At the Edinburgh Festival in 1997, I was unfortunate enough to find myself sitting, mildly terrified, in the front row of Pleasance Two. For the full duration of the show, I was insulted, spat at, heckled and sat upon by the performers. By the end of the show, the audience left the theatre in a nervous, giggling silence, as the performers stood in a line and drooled on the floor. At the door we exchanged the black dunce caps we were forced to wear with a medal presented to us for our endurance. I left that show, shaking and exhilarated.
What I had just witnessed was the result of five year's work from a team of performers usually associated with the 'safe' (for the audience at least) performance of stand-up comedy. The Cluub Zarathustra team included "off of the telly" personalities such as Stewart Lee, Kevin Eldon and Richard Thomas, as well as the (then) lesser known, such as Roger Mann, Jason Freeman, Sally Phillips and Julian Barratt. The show revolves around it's anchor, The League Against Tedium, played by Simon Munnery, a compere with an obvious contempt for the audience.
Simon's character, the "clearly deranged yet brilliant" League Against Tedium, is based on the writings of Friedrich Nietzsche, and more specifically on his novel Thus Spake Zarathustra. The League Against Tedium is Nietzsche's concept, warped and perverted, brought to life. The League is a being firmly convinced of his own omniscience and omnipotence. He is above us all, illustrated by the fact that he does not even speak like anyone else - "Eye Do Not Spik Lik Yow, Becoch I Um Not Lik Yow..." In Cluub Zarathustra, his large cast of servants and followers shuffle on and off stage to his every beck and call.
Simon began performing the character of The League Against Tedium nine years ago. Stewart Lee remembers the Simon's first performance of the character in Edinburgh, in 1990. "All he had was just a little note book with about ten phrases in it, and it was like a parody of Nietzsche basically. That was all there was to it, except that he had this idea about showing that man was superior to worms." They went to place called Mike's Fishing Tackle Shop in Edinburgh, and bought some worms for bait. "Simon made this guillotine for worms which was a little thing the worms would be tied on to. They were back lit by a huge light that was projected onto a big sheet, so at the end of the act, you had this silhouette of a live worm projected 20 feet high on to the back wall. Simon would say "I will now prove man's superiority to worms" and then cut the worm up with a scissors - it was all wriggling around, going mad on this bit of cotton and you could see it." Simon grins at the memory. "I only did it once! It was a tough gig. Anyway. It was going well, and I had this thing with a worm. I cut a worm in two. I killed a worm, yeah. And I got in a fight then afterwards..." "Which was funny," says Stew, "given that we had bought the worms from a fishing supplies shop where they were gonna be stuck with hooks and stuff."

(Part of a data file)
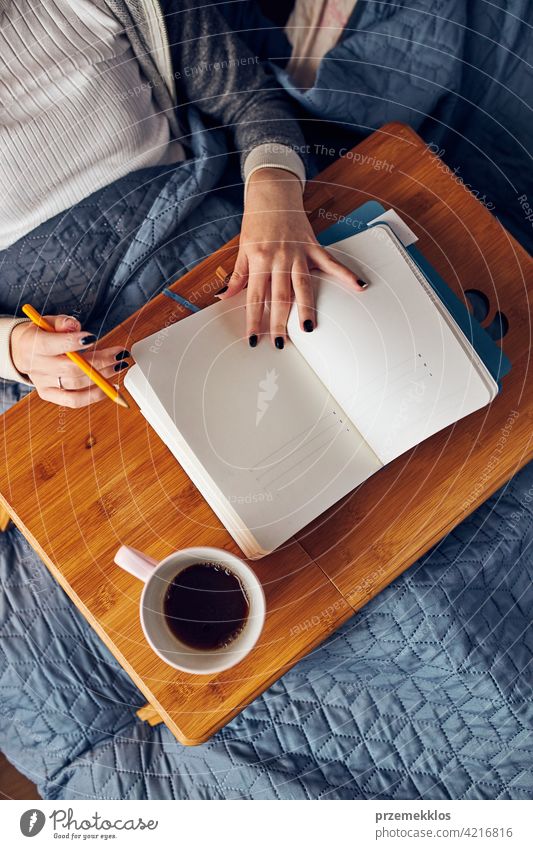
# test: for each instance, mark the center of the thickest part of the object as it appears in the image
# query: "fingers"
(109, 362)
(280, 305)
(62, 367)
(68, 337)
(322, 260)
(64, 323)
(304, 292)
(238, 279)
(257, 294)
(73, 400)
(78, 380)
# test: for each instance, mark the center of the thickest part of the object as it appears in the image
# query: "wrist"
(273, 187)
(15, 345)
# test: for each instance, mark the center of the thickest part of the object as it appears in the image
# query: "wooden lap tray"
(80, 483)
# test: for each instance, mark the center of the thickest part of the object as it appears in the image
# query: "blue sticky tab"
(492, 355)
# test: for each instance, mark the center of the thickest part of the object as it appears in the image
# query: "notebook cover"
(497, 363)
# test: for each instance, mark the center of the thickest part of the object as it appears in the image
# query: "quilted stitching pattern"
(426, 694)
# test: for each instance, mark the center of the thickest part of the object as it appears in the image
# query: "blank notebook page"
(258, 420)
(391, 356)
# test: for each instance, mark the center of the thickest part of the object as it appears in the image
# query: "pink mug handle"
(135, 562)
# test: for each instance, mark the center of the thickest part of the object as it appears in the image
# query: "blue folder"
(497, 363)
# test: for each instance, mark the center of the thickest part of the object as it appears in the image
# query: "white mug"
(157, 578)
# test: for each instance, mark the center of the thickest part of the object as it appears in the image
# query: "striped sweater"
(88, 94)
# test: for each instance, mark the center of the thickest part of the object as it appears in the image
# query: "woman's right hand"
(41, 355)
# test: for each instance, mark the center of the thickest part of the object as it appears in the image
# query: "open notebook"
(273, 438)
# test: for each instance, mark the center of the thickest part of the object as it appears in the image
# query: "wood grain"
(80, 483)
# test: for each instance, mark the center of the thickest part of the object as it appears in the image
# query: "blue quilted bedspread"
(427, 693)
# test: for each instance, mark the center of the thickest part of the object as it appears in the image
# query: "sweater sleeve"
(7, 367)
(219, 74)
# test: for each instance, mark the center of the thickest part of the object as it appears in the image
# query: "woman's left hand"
(277, 251)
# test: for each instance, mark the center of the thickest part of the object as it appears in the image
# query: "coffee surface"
(206, 606)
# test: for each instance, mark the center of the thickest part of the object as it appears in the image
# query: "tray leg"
(149, 714)
(4, 519)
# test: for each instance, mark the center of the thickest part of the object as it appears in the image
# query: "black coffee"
(206, 606)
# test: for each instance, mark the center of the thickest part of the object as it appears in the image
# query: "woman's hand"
(41, 355)
(277, 250)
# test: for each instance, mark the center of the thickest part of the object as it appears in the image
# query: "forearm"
(8, 370)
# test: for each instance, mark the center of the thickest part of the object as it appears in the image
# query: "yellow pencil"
(86, 368)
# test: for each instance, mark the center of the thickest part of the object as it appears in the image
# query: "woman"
(89, 90)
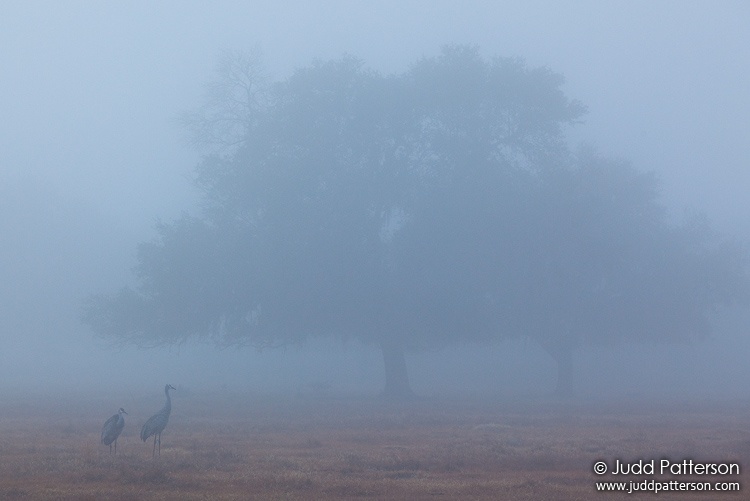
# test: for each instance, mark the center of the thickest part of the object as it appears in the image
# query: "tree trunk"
(396, 377)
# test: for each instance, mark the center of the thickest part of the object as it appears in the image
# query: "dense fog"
(94, 157)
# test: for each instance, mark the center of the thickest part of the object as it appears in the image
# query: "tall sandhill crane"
(156, 423)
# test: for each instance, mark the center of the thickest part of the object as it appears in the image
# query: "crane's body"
(156, 423)
(112, 429)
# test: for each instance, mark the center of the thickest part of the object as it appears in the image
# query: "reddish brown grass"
(275, 448)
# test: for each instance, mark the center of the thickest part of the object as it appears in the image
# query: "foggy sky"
(89, 92)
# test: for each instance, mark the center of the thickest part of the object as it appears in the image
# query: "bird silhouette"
(156, 423)
(112, 429)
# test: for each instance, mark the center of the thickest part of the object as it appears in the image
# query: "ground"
(327, 447)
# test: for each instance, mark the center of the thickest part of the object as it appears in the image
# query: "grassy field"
(252, 447)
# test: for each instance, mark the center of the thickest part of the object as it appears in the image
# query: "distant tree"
(346, 203)
(605, 264)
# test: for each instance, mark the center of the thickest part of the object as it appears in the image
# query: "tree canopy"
(434, 206)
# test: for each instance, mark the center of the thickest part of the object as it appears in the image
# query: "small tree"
(606, 265)
(325, 198)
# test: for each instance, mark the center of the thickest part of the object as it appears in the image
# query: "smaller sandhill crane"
(156, 423)
(112, 429)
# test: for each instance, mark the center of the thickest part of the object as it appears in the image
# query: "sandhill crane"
(112, 429)
(156, 423)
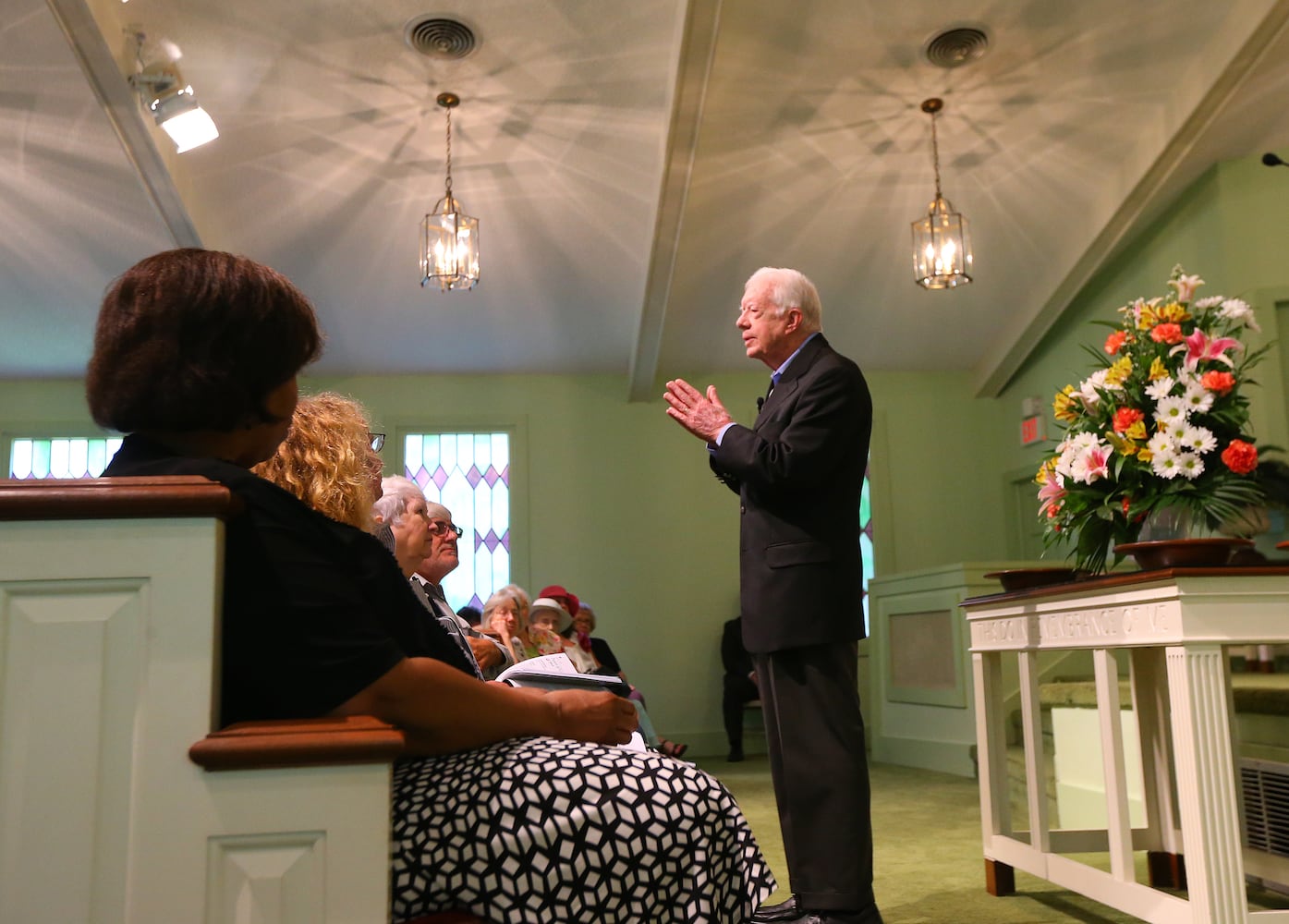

_Requirements_
A. For each statement, say whether the Cluub Zarathustra passage supports it, and quote the text's deciding words: (i) Stewart Lee recalls Simon first performing the character in Edinburgh in 1990. (ii) The worms for the act came from a pet shop. (iii) Simon performed the worm act several times.
B. Locate every line in the listing that contains the string "sweater", and copy each one. Case counts.

_Solutions to the problems_
A.
(i) Yes: "Stewart Lee remembers the Simon's first performance of the character in Edinburgh, in 1990."
(ii) No: "They went to place called Mike's Fishing Tackle Shop in Edinburgh, and bought some worms for bait."
(iii) No: "I only did it once!"

B.
# query: "striped sweater"
# query: "sweater sleeve"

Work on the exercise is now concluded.